TEXT:
________________________
Not only did the Baltimore Ravens leave Goodell out there alone to take the public hit on disciplining Rice, but the star running back has also been swaddled in support by all levels of the organization.
In 2006, the Packers signed Koren Robinson, a talented wide receiver who had battled alcohol problems and was released by the Vikings following a DUI arrest. With a court date set for the February after the season, we expected to have him at our disposal. Goodell’s predecessor, Paul Tagliabue, was a lawyer, and any league discipline would have been put on hold until after the legal case wended its way through the courts. Or so we thought.
Goodell replaced Tagliabue, and only a couple months on the job, he had all the information he needed; he did not need to wait for legal maneuvering. Koren was suspended for a year. I was incredulous: “What if he is found innocent at trial?” I asked. “What about due process?” I was essentially told that there was a new sheriff in town.
Despite my astonishment at the swiftness of discipline, I was impressed by Goodell’s active follow-up on Koren. He regularly called me for updates, and to get phone numbers so he could reach Koren and set up private face-to-face visits with him. I have heard similar stories about Goodell doing the same with other players such as Adam “Pacman” Jones and Tank Johnson.
For Goodell, the personal conduct policy is very personal.
________________________
EXTRACTED DATA:
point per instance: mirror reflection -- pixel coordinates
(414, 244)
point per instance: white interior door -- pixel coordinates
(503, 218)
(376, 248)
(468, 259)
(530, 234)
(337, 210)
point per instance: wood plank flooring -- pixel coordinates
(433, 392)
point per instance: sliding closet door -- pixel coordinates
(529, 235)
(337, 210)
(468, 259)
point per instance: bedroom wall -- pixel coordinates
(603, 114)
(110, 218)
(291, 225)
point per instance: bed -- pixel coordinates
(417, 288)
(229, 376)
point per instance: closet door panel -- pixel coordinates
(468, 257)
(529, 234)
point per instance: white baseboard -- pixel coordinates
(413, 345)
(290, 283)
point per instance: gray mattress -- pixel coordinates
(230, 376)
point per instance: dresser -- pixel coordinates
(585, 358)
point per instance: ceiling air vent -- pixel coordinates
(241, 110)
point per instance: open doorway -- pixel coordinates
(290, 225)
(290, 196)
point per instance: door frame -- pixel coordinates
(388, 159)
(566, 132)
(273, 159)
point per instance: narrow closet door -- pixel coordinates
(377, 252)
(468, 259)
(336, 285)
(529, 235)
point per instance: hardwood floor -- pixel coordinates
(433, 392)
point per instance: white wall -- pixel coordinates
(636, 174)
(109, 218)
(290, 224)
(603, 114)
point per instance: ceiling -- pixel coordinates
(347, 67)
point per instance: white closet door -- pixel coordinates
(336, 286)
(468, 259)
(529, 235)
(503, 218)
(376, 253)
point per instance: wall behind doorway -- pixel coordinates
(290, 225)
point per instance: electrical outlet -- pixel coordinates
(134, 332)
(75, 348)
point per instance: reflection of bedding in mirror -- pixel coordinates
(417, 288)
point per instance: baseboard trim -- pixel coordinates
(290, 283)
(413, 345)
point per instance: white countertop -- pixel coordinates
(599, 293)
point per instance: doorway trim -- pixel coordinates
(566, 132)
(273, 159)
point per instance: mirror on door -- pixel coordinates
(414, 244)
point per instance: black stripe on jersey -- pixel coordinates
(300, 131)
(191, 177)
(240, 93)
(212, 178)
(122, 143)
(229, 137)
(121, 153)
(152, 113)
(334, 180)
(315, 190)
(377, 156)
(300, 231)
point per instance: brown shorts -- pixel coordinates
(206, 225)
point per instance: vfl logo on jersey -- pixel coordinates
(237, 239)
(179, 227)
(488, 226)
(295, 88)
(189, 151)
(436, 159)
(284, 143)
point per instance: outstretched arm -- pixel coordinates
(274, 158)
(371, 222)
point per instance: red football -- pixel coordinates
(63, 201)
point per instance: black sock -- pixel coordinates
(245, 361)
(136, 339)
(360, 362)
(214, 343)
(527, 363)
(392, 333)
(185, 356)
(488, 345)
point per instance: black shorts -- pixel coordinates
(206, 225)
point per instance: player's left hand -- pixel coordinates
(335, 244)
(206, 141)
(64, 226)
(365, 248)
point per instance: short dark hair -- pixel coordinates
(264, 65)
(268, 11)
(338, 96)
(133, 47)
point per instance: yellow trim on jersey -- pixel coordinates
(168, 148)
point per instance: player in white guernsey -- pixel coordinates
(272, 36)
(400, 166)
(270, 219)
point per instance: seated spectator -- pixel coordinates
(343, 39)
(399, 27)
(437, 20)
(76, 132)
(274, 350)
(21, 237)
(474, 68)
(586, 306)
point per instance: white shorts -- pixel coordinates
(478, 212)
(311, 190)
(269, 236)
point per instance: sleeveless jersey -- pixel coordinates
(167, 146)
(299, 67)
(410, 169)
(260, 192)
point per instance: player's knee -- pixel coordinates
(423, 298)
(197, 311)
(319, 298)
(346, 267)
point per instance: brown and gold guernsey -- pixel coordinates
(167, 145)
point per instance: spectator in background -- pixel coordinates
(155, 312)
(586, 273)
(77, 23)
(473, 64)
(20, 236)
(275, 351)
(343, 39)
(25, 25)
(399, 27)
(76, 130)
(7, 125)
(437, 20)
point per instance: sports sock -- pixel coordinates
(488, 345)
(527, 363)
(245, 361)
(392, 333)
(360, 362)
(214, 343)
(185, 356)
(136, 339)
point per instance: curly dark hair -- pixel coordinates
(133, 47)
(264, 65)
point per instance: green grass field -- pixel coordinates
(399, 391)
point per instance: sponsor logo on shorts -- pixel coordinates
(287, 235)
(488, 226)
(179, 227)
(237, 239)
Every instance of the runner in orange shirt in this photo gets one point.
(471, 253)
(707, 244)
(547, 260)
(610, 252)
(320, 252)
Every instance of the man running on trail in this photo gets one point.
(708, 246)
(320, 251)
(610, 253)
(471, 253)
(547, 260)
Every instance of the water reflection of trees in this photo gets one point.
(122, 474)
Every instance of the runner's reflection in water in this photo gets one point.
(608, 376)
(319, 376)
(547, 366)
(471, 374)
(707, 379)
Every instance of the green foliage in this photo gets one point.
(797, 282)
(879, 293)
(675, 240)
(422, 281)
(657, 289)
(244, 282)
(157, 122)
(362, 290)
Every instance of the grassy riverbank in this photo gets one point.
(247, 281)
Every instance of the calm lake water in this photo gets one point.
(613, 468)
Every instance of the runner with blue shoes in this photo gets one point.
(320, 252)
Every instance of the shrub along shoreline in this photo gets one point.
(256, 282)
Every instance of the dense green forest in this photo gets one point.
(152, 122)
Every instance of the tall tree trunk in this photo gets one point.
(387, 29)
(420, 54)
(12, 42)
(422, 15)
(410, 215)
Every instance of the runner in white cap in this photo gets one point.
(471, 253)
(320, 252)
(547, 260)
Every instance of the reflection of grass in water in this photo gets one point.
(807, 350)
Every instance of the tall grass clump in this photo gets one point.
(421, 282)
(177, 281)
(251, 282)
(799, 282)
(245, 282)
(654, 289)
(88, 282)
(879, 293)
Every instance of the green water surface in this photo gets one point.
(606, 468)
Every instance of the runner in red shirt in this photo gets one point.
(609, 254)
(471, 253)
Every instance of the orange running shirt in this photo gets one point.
________________________
DESCRIPTION OF THE TASK:
Swap "wide receiver" for "tight end" in the text about Goodell, starting with "In 2006, the" and going on through "so we thought.", and write out that stretch with the change.

FULL SOLUTION:
In 2006, the Packers signed Koren Robinson, a talented tight end who had battled alcohol problems and was released by the Vikings following a DUI arrest. With a court date set for the February after the season, we expected to have him at our disposal. Goodell’s predecessor, Paul Tagliabue, was a lawyer, and any league discipline would have been put on hold until after the legal case wended its way through the courts. Or so we thought.